----- Texte fourni -----

Des conditions météorologiques à fort impact, dont des extrêmes de chaleur et des précipitations aux conséquences désastreuses, ont marqué le début de l’été dans l’hémisphère Nord.
Le Japon, où de nombreux records de cumuls de précipitations sur 24 heures ont été battus, fait face aux pires inondations et glissements de terrain des dernières décennies. Selon les chiffres officiels publiés par le gouvernement japonais le 10 juillet, plus de 150 personnes ont perdu la vie et le nombre de victimes devrait continuer d’augmenter. Quelque 10 000 foyers ont été détruits ou inondés.
Du 28 juin au 8 juillet, les quantités énormes de vapeur d’eau générées par un front pluvieux stationnaire, associées aux résidus d’air humide dus au passage du typhon Prapiroon ont entraîné des précipitations d’une intensité exceptionnelle. Selon le Service météorologique japonais (JMA), des précipitations record ont été enregistrées dans l’ouest du Japon et sur l’île d’Hokkaido pendant cette période.
Dans de nombreux sites d’observation, les précipitations totales étaient de deux à quatre fois plus élevées que la moyenne mensuelle pour un mois de juillet. Ainsi, 1 800 mm de pluie ont été relevés sur l’île de Shikoku, 1 200 mm dans la région de Tokai, 900 mm dans le nord de l’île de Kyushu, 600 mm dans la région de Kinki et 500 mm sur l’île de Chugoku. Ces fortes précipitations ont entraîné un grand nombre de glissements de terrain, de crues et d’inondations.

----- Données disponibles -----

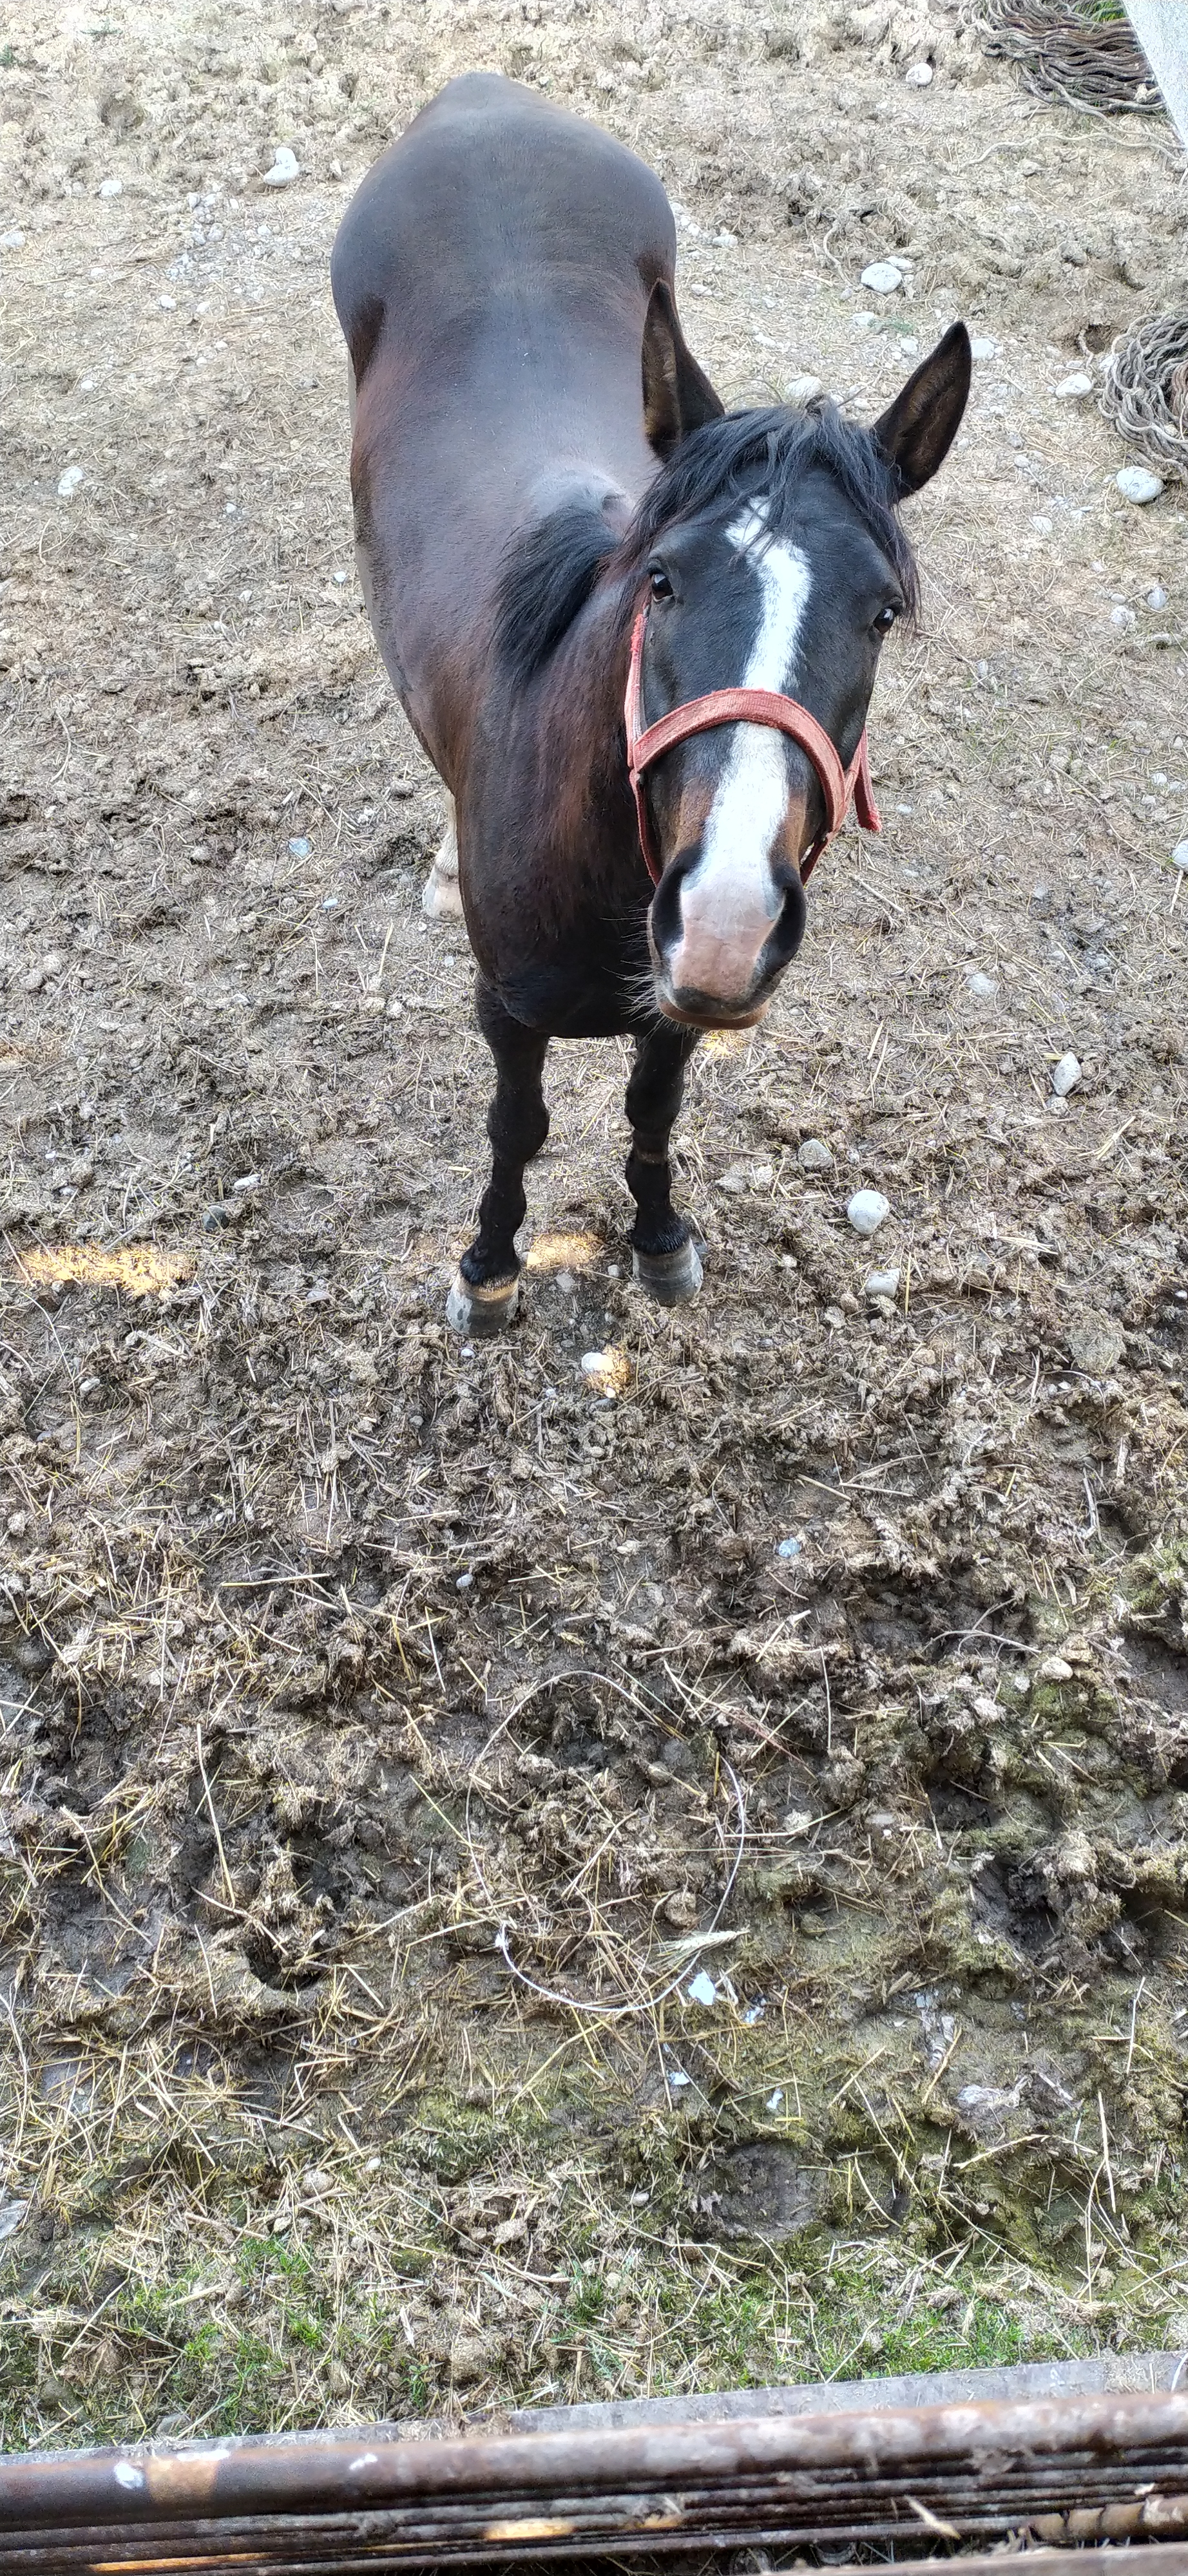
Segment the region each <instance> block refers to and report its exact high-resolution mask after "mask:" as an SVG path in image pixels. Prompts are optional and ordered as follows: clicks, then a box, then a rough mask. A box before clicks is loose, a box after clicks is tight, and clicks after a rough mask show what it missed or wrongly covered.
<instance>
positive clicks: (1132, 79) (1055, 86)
mask: <svg viewBox="0 0 1188 2576" xmlns="http://www.w3.org/2000/svg"><path fill="white" fill-rule="evenodd" d="M969 15H972V23H974V26H977V31H979V36H982V44H984V49H987V54H1005V59H1008V62H1013V64H1018V70H1020V75H1023V82H1026V88H1028V90H1036V93H1039V95H1041V98H1062V100H1064V106H1067V108H1087V111H1090V116H1162V98H1160V85H1157V80H1154V75H1152V70H1149V62H1147V54H1144V52H1142V46H1139V39H1136V36H1134V28H1131V26H1129V21H1126V18H1124V15H1106V13H1103V8H1100V5H1098V0H1080V5H1077V0H1072V5H1067V0H1064V5H1059V0H974V8H972V13H969Z"/></svg>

-----

# Tâches de l'exercice
1) Dans le texte fourni, reformulez sous forme de liste le paragraphe commençant par « Dans de nombreux sites d'observation » en conservant ses faits principaux.
2) Énumérez toutes les zones pour lesquelles le texte fourni donne un cumul de pluie chiffré, en indiquant la valeur de chacune.
3) Poursuivez le texte sur les intempéries au Japon à partir de sa dernière phrase.
Les lignes n'interviennent pas dans ce travail.

# Réponses aux tâches
1)
- Dans de nombreux sites d'observation, les précipitations totales ont atteint deux à quatre fois la moyenne mensuelle de juillet.
- Cumuls relevés :
  - île de Shikoku : 1 800 mm ;
  - région de Tokai : 1 200 mm ;
  - nord de l'île de Kyushu : 900 mm ;
  - région de Kinki : 600 mm ;
  - île de Chugoku : 500 mm.
- Conséquences : de nombreux glissements de terrain, crues et inondations.

2)
- Île de Shikoku : 1 800 mm
- Région de Tokai : 1 200 mm
- Nord de l'île de Kyushu : 900 mm
- Région de Kinki : 600 mm
- Île de Chugoku : 500 mm

3)
Le Japon figure parmi les pays les mieux armés en matière de prévention et de gestion des catastrophes. Le Service météorologique national a anticipé les conséquences de ces précipitations en diffusant des alertes dans pas moins de onze préfectures, afin de prévenir la population du risque élevé de catastrophe. Le système d’alerte en cas d’urgence a été mis en service en 2013 par le JMA, sur la base des enseignements tirés de l’expérience du tsunami de triste mémoire, causé par le fort séisme qui avait secoué l’est du pays en 2011. Le JMA a également envoyé ses experts, regroupés au sein d’une équipe spéciale d’urgence (JETT), auprès des administrations locales de la région, afin de faire bénéficier ces dernières de leur savoir-faire dans le cadre des activités de prévention multidanger, et a mis au point un portail web consacré à l’épisode de pluies extrêmes.
Typhon Maria
Le 11 juillet, le typhon Maria a atteint la côte chinoise, dans la province du Fujian. Aux abords de la partie septentrionale de la province chinoise de Taiwan, des vents de 175 km/h ont été relevés, accompagnés de rafales de 250 km/h, soit l’équivalent d’un ouragan de catégorie 3 sur l’échelle Saffir-Simpson. Le 10 juillet, le Centre météorologique national de l’Administration météorologique chinoise (CMA) avait diffusé un avis de typhon (alerte rouge) et enclenché une procédure d’intervention d’urgence.
Température extrême et hors norme
Le 28 juin, à Qurayyat, au sud de Mascate, sur la côte du Sultanat d’Oman, une température minimale quotidienne de 42,6 °C a été enregistrée, ce qui signifie que la température n’est pas descendue en dessous de ce chiffre pendant la nuit. Bien que les minima les plus élevés ne constituent pas une catégorie à part entière dans la base de données des extrêmes météorologiques et climatologiques de l’OMM, on estime qu’il s’agit du minimum le plus élevé jamais relevé par un thermomètre.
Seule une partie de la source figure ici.